Dataset rows:
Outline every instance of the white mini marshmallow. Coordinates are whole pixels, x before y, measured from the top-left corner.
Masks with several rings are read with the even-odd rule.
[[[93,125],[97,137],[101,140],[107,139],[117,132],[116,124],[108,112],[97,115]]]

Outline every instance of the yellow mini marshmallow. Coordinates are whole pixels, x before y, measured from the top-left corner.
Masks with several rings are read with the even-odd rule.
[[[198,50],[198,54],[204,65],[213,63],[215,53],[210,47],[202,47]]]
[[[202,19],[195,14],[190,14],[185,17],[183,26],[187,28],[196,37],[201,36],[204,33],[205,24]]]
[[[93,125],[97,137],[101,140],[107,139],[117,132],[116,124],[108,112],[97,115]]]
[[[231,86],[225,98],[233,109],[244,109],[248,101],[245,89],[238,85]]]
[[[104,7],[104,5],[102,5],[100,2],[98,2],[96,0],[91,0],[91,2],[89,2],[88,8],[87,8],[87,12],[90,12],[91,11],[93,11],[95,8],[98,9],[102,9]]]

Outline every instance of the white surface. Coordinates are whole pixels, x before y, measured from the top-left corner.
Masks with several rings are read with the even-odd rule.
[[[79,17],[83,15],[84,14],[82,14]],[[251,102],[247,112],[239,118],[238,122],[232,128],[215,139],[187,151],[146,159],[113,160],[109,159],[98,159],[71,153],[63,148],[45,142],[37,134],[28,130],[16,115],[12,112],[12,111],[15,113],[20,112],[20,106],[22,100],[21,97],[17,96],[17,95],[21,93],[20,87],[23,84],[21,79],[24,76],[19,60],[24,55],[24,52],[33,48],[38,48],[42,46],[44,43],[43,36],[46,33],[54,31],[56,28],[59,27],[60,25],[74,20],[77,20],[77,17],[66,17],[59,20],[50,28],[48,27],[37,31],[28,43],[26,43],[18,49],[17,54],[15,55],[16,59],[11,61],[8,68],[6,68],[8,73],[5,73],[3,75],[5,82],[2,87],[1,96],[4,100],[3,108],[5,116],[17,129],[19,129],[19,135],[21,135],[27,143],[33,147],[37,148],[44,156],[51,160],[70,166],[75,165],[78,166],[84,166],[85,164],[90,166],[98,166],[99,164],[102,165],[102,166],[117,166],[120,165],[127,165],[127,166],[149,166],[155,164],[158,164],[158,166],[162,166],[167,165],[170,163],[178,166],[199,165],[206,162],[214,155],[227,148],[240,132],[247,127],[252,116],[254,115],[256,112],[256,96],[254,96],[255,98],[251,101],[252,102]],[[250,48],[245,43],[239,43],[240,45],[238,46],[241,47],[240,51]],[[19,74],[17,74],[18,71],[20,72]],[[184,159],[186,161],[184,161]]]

§ **What the task requires**
Rewrite the records above so that each "top-left corner" becomes "upper-left corner". Keep all other text the same.

§ **Full answer**
Outline every instance of the white mini marshmallow. Coordinates are whole pixels, x before y, measured from the upper-left corner.
Masks with several rings are read with the even-odd rule.
[[[93,125],[97,137],[101,140],[107,139],[117,132],[116,124],[108,112],[97,115]]]

Outline every instance of the yellow mini marshmallow. Coordinates are whole pixels, x before y, measured from the upper-left corner.
Masks with several rings are read with the even-odd rule.
[[[198,50],[198,54],[204,65],[213,63],[215,53],[210,47],[202,47]]]
[[[202,19],[195,14],[190,14],[185,17],[183,26],[187,28],[196,37],[201,36],[204,33],[205,24]]]
[[[93,125],[97,137],[101,140],[107,139],[117,132],[116,124],[108,112],[97,115]]]
[[[231,86],[225,98],[233,109],[244,109],[248,101],[245,89],[238,85]]]
[[[104,7],[104,5],[102,5],[100,2],[98,2],[96,0],[91,0],[91,2],[89,2],[88,8],[87,8],[87,12],[90,12],[91,11],[93,11],[95,8],[98,9],[102,9]]]

Outline every instance of the white surface. Coordinates are whole pixels, x before y, measured from the upper-left corner.
Masks with several rings are read with the even-odd rule.
[[[79,17],[83,15],[84,14],[82,14]],[[251,102],[247,112],[239,118],[238,122],[232,128],[215,139],[187,151],[146,159],[113,160],[109,159],[98,159],[71,153],[63,148],[45,142],[37,134],[28,130],[16,115],[12,112],[12,111],[15,113],[20,112],[20,106],[22,100],[21,97],[17,96],[17,95],[21,93],[20,87],[23,84],[21,79],[24,76],[19,60],[24,55],[24,52],[33,48],[38,48],[42,46],[44,43],[43,36],[46,33],[54,31],[56,28],[59,27],[60,25],[74,20],[77,20],[77,17],[66,17],[59,20],[50,28],[48,27],[37,31],[28,43],[26,43],[18,49],[17,54],[15,55],[16,59],[11,61],[8,68],[6,68],[8,73],[5,73],[3,75],[5,82],[2,87],[1,96],[4,100],[3,108],[5,116],[17,129],[19,129],[19,135],[21,135],[27,143],[33,147],[37,148],[44,156],[51,160],[70,166],[75,165],[78,166],[84,166],[85,164],[90,166],[98,166],[99,164],[102,165],[102,166],[117,166],[120,165],[127,165],[127,166],[149,166],[155,164],[158,164],[158,166],[162,166],[167,165],[170,163],[178,166],[199,165],[206,162],[214,155],[227,148],[240,132],[247,127],[252,116],[254,115],[256,112],[256,96],[254,96],[255,98],[251,101],[252,102]],[[250,48],[245,43],[239,43],[240,45],[238,46],[241,47],[240,51]],[[19,74],[17,74],[18,71],[20,72]],[[184,159],[186,161],[184,161]]]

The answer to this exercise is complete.